------ AVAILABLE DATA ------

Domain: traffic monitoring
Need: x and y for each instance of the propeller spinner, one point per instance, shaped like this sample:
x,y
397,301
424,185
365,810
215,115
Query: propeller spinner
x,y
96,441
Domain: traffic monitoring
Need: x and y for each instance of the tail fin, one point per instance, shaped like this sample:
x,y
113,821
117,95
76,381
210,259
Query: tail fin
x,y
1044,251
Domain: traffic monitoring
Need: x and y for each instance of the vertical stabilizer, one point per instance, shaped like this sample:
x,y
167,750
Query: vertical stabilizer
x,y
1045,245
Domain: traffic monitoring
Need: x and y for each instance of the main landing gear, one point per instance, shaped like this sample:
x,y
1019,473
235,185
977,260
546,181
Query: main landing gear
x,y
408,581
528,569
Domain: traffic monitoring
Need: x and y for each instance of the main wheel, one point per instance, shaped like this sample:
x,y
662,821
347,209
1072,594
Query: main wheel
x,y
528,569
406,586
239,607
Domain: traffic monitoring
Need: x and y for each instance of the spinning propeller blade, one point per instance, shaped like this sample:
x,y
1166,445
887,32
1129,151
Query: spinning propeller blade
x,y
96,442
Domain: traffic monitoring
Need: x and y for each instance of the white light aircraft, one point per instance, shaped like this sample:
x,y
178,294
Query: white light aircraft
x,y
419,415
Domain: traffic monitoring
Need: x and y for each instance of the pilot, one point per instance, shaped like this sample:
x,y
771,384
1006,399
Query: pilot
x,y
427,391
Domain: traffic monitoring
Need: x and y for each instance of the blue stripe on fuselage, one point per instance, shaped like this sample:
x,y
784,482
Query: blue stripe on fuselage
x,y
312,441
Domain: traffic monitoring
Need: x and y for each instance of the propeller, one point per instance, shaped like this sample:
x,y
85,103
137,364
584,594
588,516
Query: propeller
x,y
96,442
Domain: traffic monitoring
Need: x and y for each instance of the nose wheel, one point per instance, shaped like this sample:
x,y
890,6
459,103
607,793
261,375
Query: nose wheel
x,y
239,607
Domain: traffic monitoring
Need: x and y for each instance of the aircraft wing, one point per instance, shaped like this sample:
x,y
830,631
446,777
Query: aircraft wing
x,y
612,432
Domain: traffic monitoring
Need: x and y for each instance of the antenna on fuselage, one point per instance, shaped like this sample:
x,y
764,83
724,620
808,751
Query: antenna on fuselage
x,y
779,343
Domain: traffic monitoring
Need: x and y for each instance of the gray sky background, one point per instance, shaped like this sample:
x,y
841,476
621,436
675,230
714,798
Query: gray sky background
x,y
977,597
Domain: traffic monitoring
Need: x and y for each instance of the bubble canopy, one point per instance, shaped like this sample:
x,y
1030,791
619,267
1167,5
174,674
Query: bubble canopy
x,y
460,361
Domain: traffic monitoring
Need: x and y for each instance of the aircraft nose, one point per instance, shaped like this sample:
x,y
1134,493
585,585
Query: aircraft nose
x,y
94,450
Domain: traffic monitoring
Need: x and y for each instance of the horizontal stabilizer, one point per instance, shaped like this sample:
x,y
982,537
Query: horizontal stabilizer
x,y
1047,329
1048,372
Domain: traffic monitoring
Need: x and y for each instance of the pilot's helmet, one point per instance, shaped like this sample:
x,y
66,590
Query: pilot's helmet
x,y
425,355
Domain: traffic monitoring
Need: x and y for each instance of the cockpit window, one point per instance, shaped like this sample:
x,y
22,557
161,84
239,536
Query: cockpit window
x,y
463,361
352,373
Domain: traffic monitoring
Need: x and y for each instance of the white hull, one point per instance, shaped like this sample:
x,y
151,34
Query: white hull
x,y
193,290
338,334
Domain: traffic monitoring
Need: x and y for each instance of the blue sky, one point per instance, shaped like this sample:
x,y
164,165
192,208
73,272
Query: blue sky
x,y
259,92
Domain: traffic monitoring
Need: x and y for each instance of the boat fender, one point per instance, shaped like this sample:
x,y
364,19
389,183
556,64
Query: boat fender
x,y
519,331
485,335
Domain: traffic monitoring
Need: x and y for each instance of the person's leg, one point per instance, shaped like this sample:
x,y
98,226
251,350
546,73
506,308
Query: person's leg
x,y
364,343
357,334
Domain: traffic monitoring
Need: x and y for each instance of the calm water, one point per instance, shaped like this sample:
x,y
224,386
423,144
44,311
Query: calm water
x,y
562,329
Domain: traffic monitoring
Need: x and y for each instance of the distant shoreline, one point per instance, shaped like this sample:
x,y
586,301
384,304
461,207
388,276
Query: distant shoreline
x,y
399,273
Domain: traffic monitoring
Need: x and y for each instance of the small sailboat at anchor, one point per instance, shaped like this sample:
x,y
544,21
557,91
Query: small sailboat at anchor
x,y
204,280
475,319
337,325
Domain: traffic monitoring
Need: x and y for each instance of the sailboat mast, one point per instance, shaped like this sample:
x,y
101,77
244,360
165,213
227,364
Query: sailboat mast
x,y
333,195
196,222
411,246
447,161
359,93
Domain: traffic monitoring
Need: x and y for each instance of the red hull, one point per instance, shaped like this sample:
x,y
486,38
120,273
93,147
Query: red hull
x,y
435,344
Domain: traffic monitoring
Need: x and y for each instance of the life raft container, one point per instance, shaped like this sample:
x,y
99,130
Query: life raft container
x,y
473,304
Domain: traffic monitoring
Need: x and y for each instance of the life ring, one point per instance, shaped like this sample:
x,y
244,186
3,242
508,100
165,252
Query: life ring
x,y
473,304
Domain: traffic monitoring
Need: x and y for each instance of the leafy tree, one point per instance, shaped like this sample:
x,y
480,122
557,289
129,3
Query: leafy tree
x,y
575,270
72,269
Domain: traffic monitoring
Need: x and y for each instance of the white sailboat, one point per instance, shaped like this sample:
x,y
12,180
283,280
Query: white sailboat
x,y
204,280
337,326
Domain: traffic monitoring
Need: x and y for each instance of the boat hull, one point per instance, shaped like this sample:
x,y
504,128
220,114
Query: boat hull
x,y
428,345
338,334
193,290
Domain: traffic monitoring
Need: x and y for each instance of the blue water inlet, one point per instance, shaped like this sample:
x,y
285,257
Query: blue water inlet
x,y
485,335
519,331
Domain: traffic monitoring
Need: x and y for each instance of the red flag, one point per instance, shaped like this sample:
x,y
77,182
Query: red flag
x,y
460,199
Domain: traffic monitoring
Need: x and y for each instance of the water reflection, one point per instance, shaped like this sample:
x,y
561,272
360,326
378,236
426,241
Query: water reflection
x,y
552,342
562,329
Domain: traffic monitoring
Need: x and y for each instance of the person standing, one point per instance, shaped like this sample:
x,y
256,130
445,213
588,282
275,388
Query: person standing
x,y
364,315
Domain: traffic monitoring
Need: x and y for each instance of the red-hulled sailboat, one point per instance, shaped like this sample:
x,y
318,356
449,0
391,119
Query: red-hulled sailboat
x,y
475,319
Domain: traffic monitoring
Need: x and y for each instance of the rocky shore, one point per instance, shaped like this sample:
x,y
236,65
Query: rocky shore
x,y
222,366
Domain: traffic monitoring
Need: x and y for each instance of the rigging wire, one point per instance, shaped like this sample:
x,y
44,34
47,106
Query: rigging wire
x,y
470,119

------

- _WHAT IS BEING ASKED_
Retype the records above exactly.

- _TASK ANSWER_
Domain: traffic monitoring
Need: x and y for each instance of the propeller spinner, one point per instance, shaped like this sample:
x,y
397,301
424,185
365,810
215,115
Query: propeller spinner
x,y
96,441
Domain: traffic monitoring
Need: x and y for each instance of the tail fin, one point per instance, shaped like this sample:
x,y
113,821
117,95
76,381
210,259
Query: tail fin
x,y
1044,251
Domain: traffic monitoring
Need: x and y for each instance of the vertical stabilizer, one point per instance, shaped like this sample:
x,y
167,750
Query: vertical stabilizer
x,y
1045,245
Domain: traffic monitoring
Need: x and y for each instance of the main landing gear, one point per instance, shaped like this sample:
x,y
1019,473
235,185
977,260
546,181
Query: main landing gear
x,y
408,581
528,569
Domain: traffic monitoring
Need: x and y for each instance of the main wheel, one point per instance, shaped like this sample:
x,y
662,821
347,209
1072,594
Query: main wheel
x,y
528,569
406,586
239,607
Domain: traffic monitoring
Need: x and y for each instance of the spinning propeller blade, one point per instance, shaped like this sample:
x,y
1166,445
887,32
1129,151
Query: spinning propeller blade
x,y
96,442
Domain: traffic monitoring
Need: x and y for each instance of the white light aircraft, one point per instance, shaped like this sample:
x,y
178,294
Query: white light aircraft
x,y
419,415
Domain: traffic monitoring
Need: x and y for each instance of the pilot, one point per instance, shaped like this sample:
x,y
771,384
1006,399
Query: pilot
x,y
427,391
Domain: traffic monitoring
Need: x and y for each instance of the blue stripe on fuselage, one point per instance, shaped like this sample:
x,y
784,482
Query: blue stripe on fuselage
x,y
312,441
Domain: traffic monitoring
Need: x and y for each instance of the propeller, one point per instance, shaped like this sample:
x,y
85,103
137,364
584,594
588,516
Query: propeller
x,y
96,442
Domain: traffic monitoring
Need: x and y for each instance of the nose wheel, one point per instance, shaped like this sample:
x,y
890,6
459,103
607,793
261,375
Query: nose wheel
x,y
239,607
Domain: traffic monitoring
Need: x and y for each instance of the aircraft wing, one point per instance, shaped like this sample:
x,y
830,631
446,777
Query: aircraft wing
x,y
612,432
Domain: traffic monitoring
Need: x and y for each instance of the antenna on fuselage, one point per instance, shaped like this sample:
x,y
764,83
724,620
808,751
Query: antenna on fuselage
x,y
779,343
Domain: traffic monitoring
Need: x and y for each instance of the gray sky background, one point per instance, shaped like this sample:
x,y
841,476
621,436
675,230
714,798
Query: gray sky background
x,y
977,597
Domain: traffic monitoring
Need: x and y for each instance of the bubble canopy, one point per instance, shaped like this sample:
x,y
1030,791
619,267
1167,5
174,674
Query: bubble canopy
x,y
460,361
Domain: traffic monitoring
Need: x and y for each instance of the aircraft nose, one point per instance, shaped like this sample:
x,y
1134,493
585,585
Query: aircraft nose
x,y
94,450
Domain: traffic monitoring
Need: x and y for each instance of the horizontal stabilizer, one point per instance, shaped like this sample:
x,y
982,537
Query: horizontal stabilizer
x,y
1047,329
1048,372
Domain: traffic monitoring
Need: x and y for each instance of the pilot's helmet, one point per instance, shaped like this sample:
x,y
66,590
Query: pilot's helmet
x,y
425,355
Domain: traffic monitoring
Need: x and y for each instance of the cockpit window, one point per instance, shaped like this sample:
x,y
22,557
161,84
239,536
Query: cockpit window
x,y
463,361
352,373
Domain: traffic monitoring
Need: x and y for each instance of the white hull, one point per instance, shaped like this sample:
x,y
151,34
Query: white hull
x,y
193,290
338,334
Domain: traffic monitoring
Need: x and y for each instance of the blue sky, one point per instance, shaped like this sample:
x,y
164,165
192,208
73,272
Query: blue sky
x,y
259,92
Domain: traffic monitoring
Need: x and y for each instance of the boat fender, one point per instance, shaped like this sample:
x,y
364,19
389,183
556,64
Query: boat fender
x,y
519,331
485,335
Domain: traffic monitoring
Need: x and y for each instance of the person's leg, one point per instance, shaped like this sample:
x,y
98,226
251,350
546,73
506,308
Query: person's leg
x,y
364,343
357,334
Domain: traffic monitoring
Need: x and y for each instance of the calm water, one point per instance, shaped like this sample:
x,y
224,386
423,144
44,311
Query: calm water
x,y
562,329
Domain: traffic monitoring
Need: x and y for each instance of the distant shoreline, one point per instance, shaped like this sample:
x,y
586,301
384,304
461,207
388,276
Query: distant shoreline
x,y
399,273
Domain: traffic monitoring
Need: x and y for each instance of the small sailboat at anchor, one point per instance, shaped like this sample:
x,y
544,21
557,91
Query: small sailboat at anchor
x,y
204,280
475,319
337,325
Domain: traffic monitoring
Need: x and y for each instance of the sailboat mast, one point per instance, shaped like this sample:
x,y
101,77
244,360
165,213
227,364
Query: sailboat mast
x,y
333,195
196,222
411,246
447,161
359,93
Domain: traffic monitoring
Need: x and y for each instance of the red hull, one point per instance, shaped like this sample:
x,y
486,38
120,273
93,147
Query: red hull
x,y
435,344
Domain: traffic monitoring
Need: x and y for each instance of the life raft container, one point per instance, shaped like this sample:
x,y
99,130
Query: life raft container
x,y
473,304
Domain: traffic monitoring
Need: x and y for each instance of the life ring, one point per instance, shaped like this sample:
x,y
244,186
3,242
508,100
165,252
Query: life ring
x,y
473,304
Domain: traffic monitoring
Need: x and y for each instance of the leafy tree, one point per instance, shaped like this sample:
x,y
480,122
557,289
129,3
Query: leafy tree
x,y
575,270
72,269
Domain: traffic monitoring
Need: x and y for each instance of the white sailboat, one point per instance, shaped like this sample:
x,y
12,180
283,280
Query: white sailboat
x,y
204,280
337,326
Domain: traffic monitoring
Need: x and y for each instance of the boat hull, one point per instance, shaped like this sample:
x,y
504,128
220,114
Query: boat hull
x,y
428,345
338,334
193,290
Domain: traffic monitoring
Need: x and y for each instance of the blue water inlet, one point per instance, shaped like this sample:
x,y
285,257
Query: blue water inlet
x,y
485,335
519,331
Domain: traffic monitoring
Need: x and y for each instance of the red flag, one point per instance, shaped like this sample:
x,y
77,182
Query: red flag
x,y
460,199
Domain: traffic monitoring
Need: x and y for each instance of the water reflection, one point per instance, shaped like this sample:
x,y
561,272
360,326
378,236
426,241
Query: water reflection
x,y
552,342
562,329
Domain: traffic monitoring
Need: x and y for each instance of the person standing, one point per instance, shaped like this sample:
x,y
256,130
445,213
588,282
275,388
Query: person standing
x,y
364,315
Domain: traffic monitoring
Need: x and y for each instance of the red-hulled sailboat, one point per instance, shaped like this sample:
x,y
318,356
449,0
391,119
Query: red-hulled sailboat
x,y
475,319
Domain: traffic monitoring
Need: x and y for each instance of the rocky shore, one point per instance, shaped like this sample:
x,y
236,65
Query: rocky shore
x,y
222,366
Domain: traffic monitoring
Need: x and y for each instance of the rigging wire, one point per instance, shaped like this sample:
x,y
44,34
47,106
Query: rigging wire
x,y
470,119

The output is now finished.